DATA FOR THE TASK:
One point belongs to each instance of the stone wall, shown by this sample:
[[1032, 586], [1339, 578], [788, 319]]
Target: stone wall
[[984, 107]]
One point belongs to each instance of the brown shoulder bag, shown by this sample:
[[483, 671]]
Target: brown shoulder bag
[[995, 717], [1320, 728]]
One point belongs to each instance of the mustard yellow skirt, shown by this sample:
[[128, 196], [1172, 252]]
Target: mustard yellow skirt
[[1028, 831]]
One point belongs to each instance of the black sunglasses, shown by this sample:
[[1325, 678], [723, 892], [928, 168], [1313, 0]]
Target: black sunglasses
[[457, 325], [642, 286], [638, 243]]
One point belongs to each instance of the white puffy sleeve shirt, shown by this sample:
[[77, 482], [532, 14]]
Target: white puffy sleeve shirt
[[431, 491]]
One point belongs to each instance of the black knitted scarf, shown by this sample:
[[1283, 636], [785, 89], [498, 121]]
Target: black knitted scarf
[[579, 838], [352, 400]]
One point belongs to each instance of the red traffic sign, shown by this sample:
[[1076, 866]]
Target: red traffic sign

GIVEN REQUEST: Please reproduce every row above without changing a single character.

WRITTEN SOLUTION:
One point belongs to each instance of the stone wall, shown by this sample:
[[1032, 586], [1339, 578], [788, 319]]
Target: stone wall
[[984, 107]]
One point belongs to each instance of the brown shoulder bag, shown by this sample:
[[483, 671]]
Target: brown shoulder bag
[[995, 717], [1320, 728]]
One point belongs to each instance of the mustard yellow skirt, shown by this sample:
[[128, 196], [1172, 252]]
Target: mustard yellow skirt
[[1028, 831]]
One point belongs to each instance of the black sunglasses, shown by this sample:
[[1325, 678], [723, 892], [928, 168], [1313, 0]]
Target: black sunglasses
[[457, 325], [642, 286], [638, 243]]
One point belongs to each instance of the white puffy sleeve shirt, shown by this sample:
[[77, 482], [532, 14]]
Target: white puffy sleeve shirt
[[431, 491]]
One point belongs to each instance of the black knitted scarf, shown by this sample:
[[1283, 636], [785, 89], [498, 121]]
Target: black knitted scarf
[[579, 838], [352, 400]]
One point belongs to each instance of the red traffic sign, shown by this sample:
[[1076, 866]]
Target: red traffic sign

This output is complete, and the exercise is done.